## EXERCISE DETAILS
Can you turn every line of the entries below into a JSON list of strings, one string per line, leaving out any blank lines?
(SOURCE DATA begins)
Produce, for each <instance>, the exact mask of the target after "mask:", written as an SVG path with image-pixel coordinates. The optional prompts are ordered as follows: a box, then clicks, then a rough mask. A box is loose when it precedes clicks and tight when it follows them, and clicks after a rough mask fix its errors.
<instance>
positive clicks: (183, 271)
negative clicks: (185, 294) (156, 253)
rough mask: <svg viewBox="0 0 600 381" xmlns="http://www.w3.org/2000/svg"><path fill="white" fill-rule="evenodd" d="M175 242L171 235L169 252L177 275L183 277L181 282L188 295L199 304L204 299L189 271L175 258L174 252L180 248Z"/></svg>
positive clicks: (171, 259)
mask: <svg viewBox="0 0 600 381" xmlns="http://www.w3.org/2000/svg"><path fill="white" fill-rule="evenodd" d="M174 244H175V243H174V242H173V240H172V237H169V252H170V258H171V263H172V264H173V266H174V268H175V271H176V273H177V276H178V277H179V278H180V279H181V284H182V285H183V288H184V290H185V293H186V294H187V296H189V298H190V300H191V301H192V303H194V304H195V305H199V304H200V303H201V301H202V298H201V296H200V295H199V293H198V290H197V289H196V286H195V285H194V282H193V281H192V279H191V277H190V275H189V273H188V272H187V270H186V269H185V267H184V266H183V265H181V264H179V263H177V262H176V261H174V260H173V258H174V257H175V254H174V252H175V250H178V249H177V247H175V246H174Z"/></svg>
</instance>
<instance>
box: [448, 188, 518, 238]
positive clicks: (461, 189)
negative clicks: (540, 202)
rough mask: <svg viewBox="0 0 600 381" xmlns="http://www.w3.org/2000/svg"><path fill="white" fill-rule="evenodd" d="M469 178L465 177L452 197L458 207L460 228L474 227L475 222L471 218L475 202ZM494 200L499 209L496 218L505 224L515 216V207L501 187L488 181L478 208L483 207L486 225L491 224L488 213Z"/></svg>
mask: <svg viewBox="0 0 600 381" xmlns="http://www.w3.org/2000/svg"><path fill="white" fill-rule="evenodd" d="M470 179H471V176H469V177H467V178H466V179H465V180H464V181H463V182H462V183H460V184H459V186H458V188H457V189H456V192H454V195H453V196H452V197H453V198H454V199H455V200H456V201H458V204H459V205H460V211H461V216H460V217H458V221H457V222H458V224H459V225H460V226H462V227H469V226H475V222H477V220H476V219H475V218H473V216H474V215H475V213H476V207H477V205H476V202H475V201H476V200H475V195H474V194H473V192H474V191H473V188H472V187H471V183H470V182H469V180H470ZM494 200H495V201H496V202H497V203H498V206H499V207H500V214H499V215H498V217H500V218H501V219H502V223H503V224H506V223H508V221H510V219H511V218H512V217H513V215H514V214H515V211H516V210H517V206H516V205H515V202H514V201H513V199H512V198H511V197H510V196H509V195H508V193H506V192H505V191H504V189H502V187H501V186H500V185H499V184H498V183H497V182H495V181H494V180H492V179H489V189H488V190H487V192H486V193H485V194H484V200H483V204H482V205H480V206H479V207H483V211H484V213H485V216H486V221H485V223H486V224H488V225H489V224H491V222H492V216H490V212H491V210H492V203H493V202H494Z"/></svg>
(SOURCE DATA ends)
## RESPONSE BOX
[
  "Produce, for each <instance>, the exact mask of the target after \"mask:\", written as an SVG path with image-pixel coordinates. The optional prompts are ordered as follows: a box, then clicks, then a rough mask. A box is loose when it precedes clicks and tight when it follows them, and clicks after a rough mask fix its errors.",
  "<instance>",
  "positive clicks: (183, 271)",
  "negative clicks: (185, 294) (156, 253)",
  "rough mask: <svg viewBox=\"0 0 600 381\" xmlns=\"http://www.w3.org/2000/svg\"><path fill=\"white\" fill-rule=\"evenodd\" d=\"M175 242L171 235L169 252L177 275L183 277L181 282L188 295L199 304L204 299L189 271L175 258L174 252L180 248Z\"/></svg>",
  "positive clicks: (171, 259)",
  "mask: <svg viewBox=\"0 0 600 381\" xmlns=\"http://www.w3.org/2000/svg\"><path fill=\"white\" fill-rule=\"evenodd\" d=\"M174 244H175V243H174V242H173V240H172V237H169V252H170V258H171V263H172V264H173V266H174V268H175V271H176V273H177V276H178V277H179V278H180V279H181V284H182V285H183V288H184V290H185V293H186V294H187V296H189V298H190V300H191V301H192V303H194V304H195V305H199V304H200V303H201V301H202V298H201V296H200V295H199V293H198V290H197V289H196V286H195V285H194V282H193V281H192V279H191V277H190V275H189V273H188V272H187V270H186V269H185V267H184V266H183V265H181V264H179V263H177V262H176V261H174V260H173V258H174V257H175V254H174V252H175V250H178V249H177V247H175V246H174Z\"/></svg>",
  "</instance>",
  "<instance>",
  "box: [448, 188, 518, 238]",
  "positive clicks: (461, 189)",
  "negative clicks: (540, 202)",
  "rough mask: <svg viewBox=\"0 0 600 381\" xmlns=\"http://www.w3.org/2000/svg\"><path fill=\"white\" fill-rule=\"evenodd\" d=\"M469 178L465 177L452 197L458 207L460 228L474 227L475 222L471 218L475 202ZM494 200L499 209L496 218L505 224L515 216V207L501 187L488 181L478 208L483 207L486 225L491 224L488 213Z\"/></svg>",
  "mask: <svg viewBox=\"0 0 600 381\" xmlns=\"http://www.w3.org/2000/svg\"><path fill=\"white\" fill-rule=\"evenodd\" d=\"M470 179H471V176H469V177H467V178H466V179H465V180H464V181H463V182H462V183H460V184H459V186H458V188H457V189H456V192H454V195H453V196H452V197H453V198H454V199H455V200H456V201H458V204H459V205H460V211H461V216H460V217H458V221H457V222H458V224H459V225H460V226H462V227H469V226H475V222H477V220H476V219H475V218H473V216H474V215H475V213H476V207H477V205H476V202H475V201H476V200H475V195H474V194H473V192H474V191H473V188H472V187H471V183H470V182H469V180H470ZM494 200H495V201H496V202H497V203H498V206H499V207H500V214H499V215H498V217H500V218H501V219H502V223H503V224H506V223H508V221H510V219H511V218H512V217H513V215H514V214H515V211H516V210H517V206H516V205H515V202H514V201H513V199H512V198H511V197H510V196H509V195H508V193H506V192H505V191H504V189H502V187H501V186H500V185H499V184H498V183H497V182H495V181H494V180H492V179H489V189H488V190H487V192H486V193H485V194H484V200H483V204H482V205H480V206H479V207H483V211H484V213H485V216H486V221H485V223H486V224H488V225H489V224H491V222H492V216H490V212H491V210H492V203H493V202H494Z\"/></svg>"
]